▶ AIM OF THE TASK:
Pick out every line in the records that contains the word "dark" and copy each one in full. Match case exactly.

▶ SUPPLIED ENTRIES:
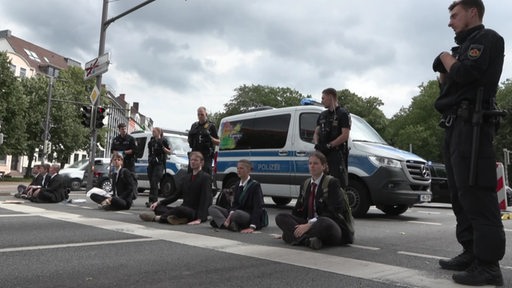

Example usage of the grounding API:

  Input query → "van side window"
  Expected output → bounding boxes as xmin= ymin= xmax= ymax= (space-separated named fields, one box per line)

xmin=219 ymin=114 xmax=291 ymax=150
xmin=135 ymin=137 xmax=146 ymax=159
xmin=299 ymin=113 xmax=319 ymax=143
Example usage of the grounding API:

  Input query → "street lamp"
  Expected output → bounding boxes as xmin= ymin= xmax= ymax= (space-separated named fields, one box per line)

xmin=42 ymin=76 xmax=53 ymax=164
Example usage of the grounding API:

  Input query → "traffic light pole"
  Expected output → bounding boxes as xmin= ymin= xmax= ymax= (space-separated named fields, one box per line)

xmin=42 ymin=77 xmax=53 ymax=164
xmin=87 ymin=0 xmax=155 ymax=190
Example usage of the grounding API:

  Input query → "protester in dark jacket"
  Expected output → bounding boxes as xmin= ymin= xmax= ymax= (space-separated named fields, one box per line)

xmin=90 ymin=153 xmax=137 ymax=210
xmin=139 ymin=151 xmax=212 ymax=225
xmin=276 ymin=151 xmax=354 ymax=249
xmin=208 ymin=159 xmax=264 ymax=233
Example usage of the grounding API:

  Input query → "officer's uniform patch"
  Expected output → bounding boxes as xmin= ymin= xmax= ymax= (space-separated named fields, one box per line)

xmin=468 ymin=44 xmax=484 ymax=60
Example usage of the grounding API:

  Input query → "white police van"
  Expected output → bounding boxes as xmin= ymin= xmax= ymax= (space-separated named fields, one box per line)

xmin=214 ymin=105 xmax=432 ymax=217
xmin=130 ymin=129 xmax=190 ymax=197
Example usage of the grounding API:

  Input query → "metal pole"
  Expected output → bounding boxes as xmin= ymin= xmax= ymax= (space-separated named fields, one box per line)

xmin=87 ymin=0 xmax=155 ymax=190
xmin=42 ymin=77 xmax=53 ymax=164
xmin=87 ymin=0 xmax=108 ymax=190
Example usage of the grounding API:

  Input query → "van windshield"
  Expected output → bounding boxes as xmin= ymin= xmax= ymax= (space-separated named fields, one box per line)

xmin=165 ymin=136 xmax=190 ymax=156
xmin=66 ymin=158 xmax=89 ymax=168
xmin=350 ymin=114 xmax=387 ymax=145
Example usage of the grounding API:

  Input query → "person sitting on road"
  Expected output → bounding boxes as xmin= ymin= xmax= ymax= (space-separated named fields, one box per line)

xmin=276 ymin=151 xmax=354 ymax=250
xmin=88 ymin=152 xmax=137 ymax=210
xmin=27 ymin=164 xmax=69 ymax=203
xmin=208 ymin=159 xmax=265 ymax=233
xmin=139 ymin=151 xmax=212 ymax=225
xmin=19 ymin=164 xmax=50 ymax=199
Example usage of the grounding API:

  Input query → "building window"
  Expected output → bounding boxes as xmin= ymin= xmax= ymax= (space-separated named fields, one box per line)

xmin=23 ymin=49 xmax=41 ymax=62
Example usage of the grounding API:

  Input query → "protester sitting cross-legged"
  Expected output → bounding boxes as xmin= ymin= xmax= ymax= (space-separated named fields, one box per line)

xmin=276 ymin=151 xmax=354 ymax=249
xmin=27 ymin=164 xmax=68 ymax=203
xmin=87 ymin=152 xmax=137 ymax=210
xmin=208 ymin=159 xmax=265 ymax=233
xmin=139 ymin=151 xmax=212 ymax=225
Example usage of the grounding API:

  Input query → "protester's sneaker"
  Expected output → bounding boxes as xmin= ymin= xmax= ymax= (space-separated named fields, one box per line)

xmin=139 ymin=213 xmax=155 ymax=222
xmin=304 ymin=237 xmax=323 ymax=250
xmin=228 ymin=221 xmax=240 ymax=232
xmin=439 ymin=250 xmax=475 ymax=271
xmin=167 ymin=215 xmax=188 ymax=225
xmin=452 ymin=261 xmax=503 ymax=286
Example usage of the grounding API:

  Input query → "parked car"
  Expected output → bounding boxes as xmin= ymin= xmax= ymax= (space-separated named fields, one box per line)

xmin=59 ymin=159 xmax=89 ymax=191
xmin=427 ymin=162 xmax=512 ymax=206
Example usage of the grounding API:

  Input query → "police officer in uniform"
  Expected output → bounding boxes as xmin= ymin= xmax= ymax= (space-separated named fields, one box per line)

xmin=110 ymin=123 xmax=137 ymax=172
xmin=313 ymin=88 xmax=351 ymax=189
xmin=146 ymin=127 xmax=171 ymax=207
xmin=433 ymin=0 xmax=505 ymax=286
xmin=188 ymin=106 xmax=220 ymax=175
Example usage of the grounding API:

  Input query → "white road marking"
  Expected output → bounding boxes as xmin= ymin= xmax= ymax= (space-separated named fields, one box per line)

xmin=2 ymin=205 xmax=472 ymax=288
xmin=407 ymin=221 xmax=443 ymax=226
xmin=0 ymin=238 xmax=158 ymax=253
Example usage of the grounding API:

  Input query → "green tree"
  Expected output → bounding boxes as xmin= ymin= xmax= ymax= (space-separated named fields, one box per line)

xmin=0 ymin=52 xmax=28 ymax=156
xmin=384 ymin=80 xmax=443 ymax=162
xmin=209 ymin=85 xmax=311 ymax=125
xmin=495 ymin=79 xmax=512 ymax=161
xmin=337 ymin=89 xmax=388 ymax=135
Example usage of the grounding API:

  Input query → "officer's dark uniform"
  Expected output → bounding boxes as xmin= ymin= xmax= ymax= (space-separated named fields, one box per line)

xmin=315 ymin=106 xmax=351 ymax=189
xmin=147 ymin=137 xmax=170 ymax=206
xmin=434 ymin=25 xmax=505 ymax=277
xmin=188 ymin=120 xmax=219 ymax=175
xmin=110 ymin=134 xmax=137 ymax=172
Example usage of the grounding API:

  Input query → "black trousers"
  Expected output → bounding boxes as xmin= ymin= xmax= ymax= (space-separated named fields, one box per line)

xmin=444 ymin=118 xmax=505 ymax=262
xmin=148 ymin=164 xmax=164 ymax=203
xmin=154 ymin=205 xmax=196 ymax=223
xmin=276 ymin=213 xmax=341 ymax=245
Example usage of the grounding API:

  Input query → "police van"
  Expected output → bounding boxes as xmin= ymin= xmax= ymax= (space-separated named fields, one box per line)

xmin=214 ymin=105 xmax=432 ymax=217
xmin=130 ymin=130 xmax=190 ymax=197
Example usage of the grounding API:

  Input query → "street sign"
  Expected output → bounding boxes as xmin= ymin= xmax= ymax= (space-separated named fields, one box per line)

xmin=84 ymin=53 xmax=110 ymax=80
xmin=89 ymin=86 xmax=100 ymax=106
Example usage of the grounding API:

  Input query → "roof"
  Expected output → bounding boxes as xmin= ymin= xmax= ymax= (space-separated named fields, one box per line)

xmin=0 ymin=30 xmax=80 ymax=74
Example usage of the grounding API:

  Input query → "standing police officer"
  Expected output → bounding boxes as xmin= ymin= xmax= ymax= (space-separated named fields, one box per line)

xmin=188 ymin=106 xmax=220 ymax=175
xmin=110 ymin=123 xmax=137 ymax=172
xmin=313 ymin=88 xmax=352 ymax=189
xmin=146 ymin=127 xmax=171 ymax=207
xmin=433 ymin=0 xmax=505 ymax=286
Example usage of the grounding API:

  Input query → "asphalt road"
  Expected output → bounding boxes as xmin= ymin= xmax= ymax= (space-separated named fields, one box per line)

xmin=0 ymin=183 xmax=512 ymax=288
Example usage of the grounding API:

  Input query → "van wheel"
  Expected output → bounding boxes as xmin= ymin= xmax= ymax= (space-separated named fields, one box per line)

xmin=346 ymin=180 xmax=370 ymax=218
xmin=99 ymin=179 xmax=112 ymax=192
xmin=377 ymin=204 xmax=409 ymax=216
xmin=272 ymin=197 xmax=292 ymax=206
xmin=160 ymin=177 xmax=176 ymax=198
xmin=69 ymin=178 xmax=82 ymax=191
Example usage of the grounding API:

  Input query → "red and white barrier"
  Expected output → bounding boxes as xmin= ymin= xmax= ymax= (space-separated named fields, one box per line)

xmin=496 ymin=162 xmax=507 ymax=211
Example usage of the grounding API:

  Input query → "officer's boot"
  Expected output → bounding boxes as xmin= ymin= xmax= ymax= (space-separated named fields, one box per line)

xmin=439 ymin=249 xmax=475 ymax=271
xmin=452 ymin=260 xmax=503 ymax=286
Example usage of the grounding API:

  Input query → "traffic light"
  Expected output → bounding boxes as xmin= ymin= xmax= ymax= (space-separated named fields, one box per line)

xmin=80 ymin=105 xmax=92 ymax=128
xmin=95 ymin=106 xmax=106 ymax=128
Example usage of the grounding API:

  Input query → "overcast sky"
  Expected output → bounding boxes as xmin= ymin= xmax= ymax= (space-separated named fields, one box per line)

xmin=0 ymin=0 xmax=512 ymax=130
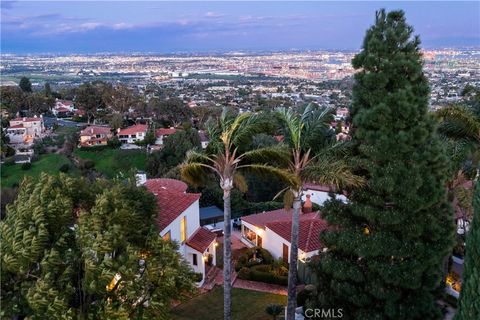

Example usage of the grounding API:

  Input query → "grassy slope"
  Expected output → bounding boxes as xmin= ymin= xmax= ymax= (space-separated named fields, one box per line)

xmin=75 ymin=149 xmax=147 ymax=178
xmin=172 ymin=287 xmax=287 ymax=320
xmin=1 ymin=154 xmax=76 ymax=188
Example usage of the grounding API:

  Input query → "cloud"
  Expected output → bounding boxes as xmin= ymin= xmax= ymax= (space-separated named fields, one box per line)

xmin=0 ymin=0 xmax=17 ymax=10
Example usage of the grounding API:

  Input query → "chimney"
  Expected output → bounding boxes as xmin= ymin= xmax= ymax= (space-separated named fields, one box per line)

xmin=302 ymin=194 xmax=312 ymax=213
xmin=135 ymin=172 xmax=147 ymax=187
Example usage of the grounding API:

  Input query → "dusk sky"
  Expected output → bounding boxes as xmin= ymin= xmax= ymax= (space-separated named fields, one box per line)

xmin=1 ymin=0 xmax=480 ymax=53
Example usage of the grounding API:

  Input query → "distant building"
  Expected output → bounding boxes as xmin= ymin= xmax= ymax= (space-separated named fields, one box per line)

xmin=200 ymin=206 xmax=223 ymax=226
xmin=117 ymin=124 xmax=148 ymax=143
xmin=155 ymin=127 xmax=177 ymax=146
xmin=80 ymin=126 xmax=113 ymax=147
xmin=241 ymin=209 xmax=327 ymax=263
xmin=198 ymin=130 xmax=210 ymax=149
xmin=52 ymin=100 xmax=75 ymax=118
xmin=137 ymin=178 xmax=217 ymax=286
xmin=6 ymin=116 xmax=45 ymax=144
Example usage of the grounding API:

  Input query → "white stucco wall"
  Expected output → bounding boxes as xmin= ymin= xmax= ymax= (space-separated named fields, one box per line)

xmin=160 ymin=200 xmax=200 ymax=246
xmin=263 ymin=228 xmax=290 ymax=262
xmin=302 ymin=189 xmax=347 ymax=205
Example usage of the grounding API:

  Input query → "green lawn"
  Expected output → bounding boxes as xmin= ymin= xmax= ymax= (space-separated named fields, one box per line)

xmin=172 ymin=287 xmax=287 ymax=320
xmin=75 ymin=149 xmax=147 ymax=178
xmin=1 ymin=153 xmax=75 ymax=188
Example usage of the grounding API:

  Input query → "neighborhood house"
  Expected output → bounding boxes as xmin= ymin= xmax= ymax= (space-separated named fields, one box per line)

xmin=155 ymin=128 xmax=177 ymax=146
xmin=137 ymin=178 xmax=217 ymax=286
xmin=6 ymin=116 xmax=45 ymax=145
xmin=117 ymin=124 xmax=148 ymax=143
xmin=241 ymin=204 xmax=327 ymax=263
xmin=80 ymin=126 xmax=113 ymax=147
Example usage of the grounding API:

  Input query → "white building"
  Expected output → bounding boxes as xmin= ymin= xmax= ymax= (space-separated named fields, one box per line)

xmin=302 ymin=183 xmax=347 ymax=206
xmin=142 ymin=179 xmax=217 ymax=286
xmin=155 ymin=128 xmax=177 ymax=146
xmin=117 ymin=124 xmax=148 ymax=143
xmin=6 ymin=116 xmax=45 ymax=145
xmin=241 ymin=209 xmax=327 ymax=263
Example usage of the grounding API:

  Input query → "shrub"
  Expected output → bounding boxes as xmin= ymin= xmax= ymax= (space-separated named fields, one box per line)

xmin=3 ymin=157 xmax=15 ymax=166
xmin=195 ymin=272 xmax=203 ymax=282
xmin=265 ymin=304 xmax=284 ymax=320
xmin=297 ymin=284 xmax=315 ymax=307
xmin=250 ymin=267 xmax=288 ymax=286
xmin=22 ymin=162 xmax=32 ymax=170
xmin=107 ymin=136 xmax=122 ymax=149
xmin=235 ymin=247 xmax=274 ymax=271
xmin=58 ymin=163 xmax=70 ymax=173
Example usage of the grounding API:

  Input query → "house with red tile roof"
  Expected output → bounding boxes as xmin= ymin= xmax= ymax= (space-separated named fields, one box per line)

xmin=302 ymin=183 xmax=347 ymax=206
xmin=241 ymin=209 xmax=327 ymax=263
xmin=117 ymin=124 xmax=148 ymax=143
xmin=80 ymin=126 xmax=113 ymax=147
xmin=6 ymin=116 xmax=45 ymax=145
xmin=143 ymin=178 xmax=217 ymax=286
xmin=155 ymin=127 xmax=177 ymax=146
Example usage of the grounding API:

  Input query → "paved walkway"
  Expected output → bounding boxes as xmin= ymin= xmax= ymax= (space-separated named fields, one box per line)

xmin=233 ymin=279 xmax=287 ymax=296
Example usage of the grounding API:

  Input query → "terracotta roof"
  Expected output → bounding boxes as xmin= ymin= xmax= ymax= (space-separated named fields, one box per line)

xmin=242 ymin=209 xmax=318 ymax=228
xmin=186 ymin=228 xmax=217 ymax=253
xmin=7 ymin=124 xmax=24 ymax=130
xmin=155 ymin=128 xmax=177 ymax=137
xmin=58 ymin=100 xmax=73 ymax=106
xmin=55 ymin=107 xmax=70 ymax=112
xmin=145 ymin=178 xmax=188 ymax=193
xmin=154 ymin=190 xmax=201 ymax=231
xmin=118 ymin=124 xmax=148 ymax=135
xmin=267 ymin=218 xmax=328 ymax=252
xmin=80 ymin=126 xmax=112 ymax=136
xmin=198 ymin=130 xmax=209 ymax=142
xmin=10 ymin=117 xmax=43 ymax=122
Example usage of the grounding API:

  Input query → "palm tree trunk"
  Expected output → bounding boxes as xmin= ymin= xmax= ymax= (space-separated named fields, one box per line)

xmin=223 ymin=189 xmax=232 ymax=320
xmin=287 ymin=192 xmax=302 ymax=320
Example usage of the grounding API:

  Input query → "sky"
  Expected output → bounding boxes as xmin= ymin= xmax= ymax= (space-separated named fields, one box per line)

xmin=0 ymin=0 xmax=480 ymax=54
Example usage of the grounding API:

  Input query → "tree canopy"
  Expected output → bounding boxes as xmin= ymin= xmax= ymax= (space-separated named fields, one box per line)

xmin=0 ymin=174 xmax=194 ymax=319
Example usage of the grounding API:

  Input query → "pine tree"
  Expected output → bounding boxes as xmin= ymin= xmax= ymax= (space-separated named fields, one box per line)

xmin=310 ymin=10 xmax=454 ymax=319
xmin=18 ymin=77 xmax=32 ymax=92
xmin=0 ymin=174 xmax=194 ymax=319
xmin=455 ymin=182 xmax=480 ymax=320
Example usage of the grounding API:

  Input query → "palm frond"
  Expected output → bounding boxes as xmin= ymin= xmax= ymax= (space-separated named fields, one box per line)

xmin=237 ymin=164 xmax=301 ymax=188
xmin=241 ymin=144 xmax=291 ymax=168
xmin=233 ymin=172 xmax=248 ymax=193
xmin=436 ymin=106 xmax=480 ymax=143
xmin=302 ymin=157 xmax=366 ymax=189
xmin=283 ymin=189 xmax=295 ymax=209
xmin=276 ymin=108 xmax=303 ymax=149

▶ SOLUTION FOR THIS TASK:
  Input query → "protester in dark jacket"
  Input query → "officer's dark uniform"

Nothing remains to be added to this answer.